### Selected excerpt
Start

Elizabeth LaPensée is an assistant professor in the Departments of Media & Information and Writing, Rhetoric, & American Cultures at Michigan State University. She is of Irish, Anishinaabe, and Métis descent. She studies and creates video games, interactive digital media, animation, visual art, and comics to express Indigenous ways of knowing. Her mother is Grace Dillon, a professor at Portland State University.

Education 
LaPensée received her PhD from Simon Fraser University. Her dissertation was on the benefits of playing Survivance— a social impact game that uplifts storytelling, art, and self-determination as a pathway to healing from Indigenous historical trauma.

Indigenous Game Design 
LaPensée designs games around Indigenous ways of knowing. Active as a community organizer, she often collaborates with community partners to create games. She argues that Indigenous practices and teachings can inspire innovative game mechanics. Her games provide an interactive way of engaging with and continuing on Indigenous cultures and history. Her game Honour Water (2016) is a singing-game that teaches Anishinaabe water songs.
In 2014, LaPensée spoke out against a remake of Custer's Revenge, a controversial game that allows the player, as General Custer, to rape a Native woman.

LaPensée's game Invaders was featured in the 2015 ImagineNATIVE Film + Media Arts Festival in Toronto.

She organized the first Natives in Game Development Gathering at the University of California, Santa Cruz, in May 2015.

End

### Collected data
Start

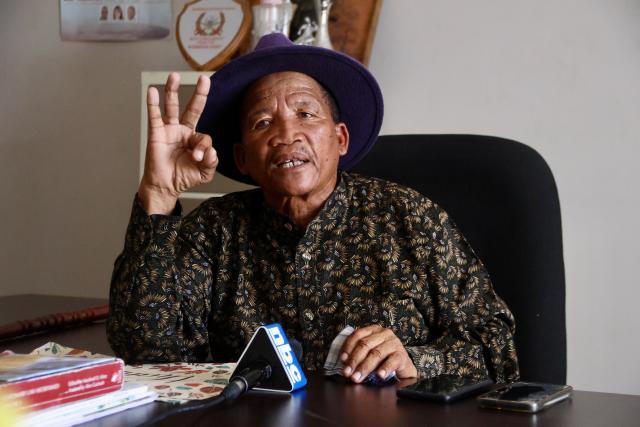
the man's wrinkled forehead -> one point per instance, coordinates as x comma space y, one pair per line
262, 88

End

### Set exercise A
Decide whether each statement agrees with the text on Elizabeth LaPensée, answering yes or no and quoting the words of the text that settle it: (i) She earned her PhD at Simon Fraser University. (ii) Her game Honour Water came out in 2015. (iii) The first Natives in Game Development Gathering took place at the University of California, Santa Cruz.
### Set exercise B
Carry on the text on Elizabeth LaPensée, starting after its final sentence.
The data on this page was drawn from a different source than the text on Elizabeth LaPensée.

### Expected output A
(i) Yes: "LaPensée received her PhD from Simon Fraser University."
(ii) No: "Her game Honour Water (2016) is a singing-game that teaches Anishinaabe water songs."
(iii) Yes: "She organized the first Natives in Game Development Gathering at the University of California, Santa Cruz, in May 2015."

### Expected output B
Indigenous Futurism 

Elizabeth LaPensée's research is often cited in connection with Indigenous Futurisms. She was an early research assistant with Aboriginal Territories in Cyberspace (AbTeC) and research affiliate with the Initiative for Indigenous Futures (IIF). Her mother, scholar Grace Dillon, describes LaPensée's sci-fi animations as a "must-see" example of how Indigenous storytelling can transform the way Indigenous futures are imagined. Kristina Baudemann argues that LaPensée, despite being perceived as a white woman, retains an ability to draw on her Metis ancestry to create new representations of actual Indigenous people.

Awards 
In 2017, LaPensée received the Serious Games Community Leadership Award from the Serious Games Special Interest Group of the International Game Developers Association and she was named one of Motherboard's Humans of the Year, a series of profiles recognizing people in science and technology who are building a better future for everyone. Her game Thunderbird Strike won the prize for Best Digital Media Work at the 2017 ImagineNATIVE Film + Media Arts Festival.

In April 2018, LaPensée was selected as a Guggenheim Fellow in the fine arts category. When Rivers Were Trails was awarded Best Adaptation at IndieCade 2019.

Works

Games
Weird West (2022)
When Rivers Were Trails (2019)
Dialect (2017)
Thunderbird Strike (2017)
 Coyote Quest (2017)
 Manoominike (2017)
 Mikan (2017)
 Honour Water (2016)
 Little Earth Strong (2016)
 Singuistics: Anishinaabemowin (2016)
 Invaders (2015) (with Trevino Brings Plenty and Steven Paul Judd)
 Ninagamomin ji-nanaandawi'iwe (2015)
 The Gift of Food (2014)
 Gathering Native Foods (2014)
 Max's Adventure (2013)
 Mawisowin (2012)
 Survivance (2011)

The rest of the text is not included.